→ AVAILABLE RECORDS

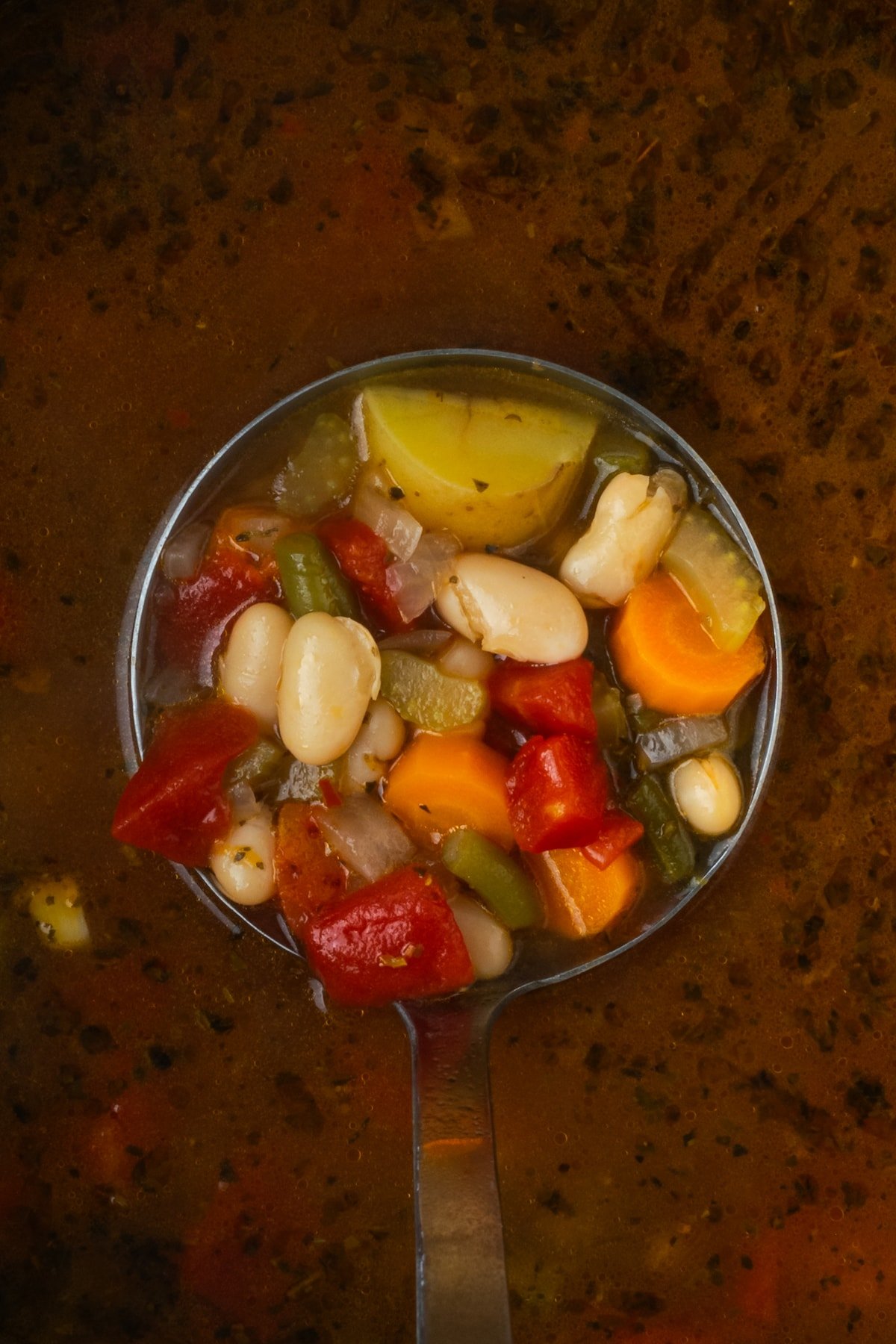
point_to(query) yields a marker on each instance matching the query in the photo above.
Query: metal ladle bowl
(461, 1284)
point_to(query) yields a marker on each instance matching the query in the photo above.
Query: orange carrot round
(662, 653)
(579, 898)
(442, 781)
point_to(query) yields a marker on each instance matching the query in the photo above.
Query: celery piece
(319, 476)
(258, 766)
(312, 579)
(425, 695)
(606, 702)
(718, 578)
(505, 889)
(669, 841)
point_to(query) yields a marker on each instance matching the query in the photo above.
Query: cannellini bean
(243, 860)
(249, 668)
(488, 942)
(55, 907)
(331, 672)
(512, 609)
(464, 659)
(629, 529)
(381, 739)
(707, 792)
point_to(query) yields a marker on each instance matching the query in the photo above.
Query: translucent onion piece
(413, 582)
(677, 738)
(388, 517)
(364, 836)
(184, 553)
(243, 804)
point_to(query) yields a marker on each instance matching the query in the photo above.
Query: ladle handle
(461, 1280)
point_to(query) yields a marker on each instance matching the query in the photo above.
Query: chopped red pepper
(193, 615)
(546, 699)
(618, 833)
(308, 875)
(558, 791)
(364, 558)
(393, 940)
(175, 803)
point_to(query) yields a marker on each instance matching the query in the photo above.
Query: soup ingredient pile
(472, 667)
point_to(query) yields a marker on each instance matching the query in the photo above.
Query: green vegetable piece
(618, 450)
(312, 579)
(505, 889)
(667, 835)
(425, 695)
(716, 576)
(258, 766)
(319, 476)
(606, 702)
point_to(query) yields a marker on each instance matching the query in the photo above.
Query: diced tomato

→ BRIEF
Write the entries above out again exactly, but not the pictures.

→ ANSWER TO THE EXERCISE
point_to(query) yields a marker on each instance matching the query in the photo above.
Query: metal ladle bowl
(461, 1284)
point_to(query) yields a marker on each instance matching the query in the photo above.
Query: orange carrot round
(662, 653)
(579, 898)
(442, 781)
point_to(query) yields a marker on each instance matching the query in the photo above.
Query: celery piece
(319, 476)
(258, 766)
(312, 579)
(425, 695)
(606, 702)
(718, 578)
(505, 889)
(669, 841)
point_to(query) yields a marker on each instance matching the query in the photo above.
Query: cannellini bean
(243, 860)
(249, 668)
(488, 942)
(55, 907)
(331, 672)
(512, 609)
(464, 659)
(629, 529)
(381, 739)
(707, 792)
point_to(query) yields a marker on each instance matching the query in the photo above.
Query: translucent onion piece
(413, 582)
(677, 738)
(388, 517)
(364, 836)
(184, 553)
(243, 804)
point_to(query) yields a marker on each instance matching the query in the photo above.
Query: ladle handle
(461, 1280)
point_to(query) yields a marker on each instance matching the query in the photo above.
Query: chopped red pepper
(193, 615)
(546, 699)
(618, 833)
(308, 875)
(558, 791)
(364, 558)
(393, 940)
(175, 803)
point_to(query) yields a marker on each instance matching the query in the photo above.
Query: soup ingredient pile
(472, 667)
point_to(query) yields a marker on each instance matching the query in the photo above.
Query: green vegetable piece
(618, 450)
(312, 579)
(505, 889)
(667, 835)
(425, 695)
(716, 576)
(258, 766)
(319, 476)
(606, 702)
point_to(query) yields a marker on each instance matching the query in the photo above.
Query: diced tomato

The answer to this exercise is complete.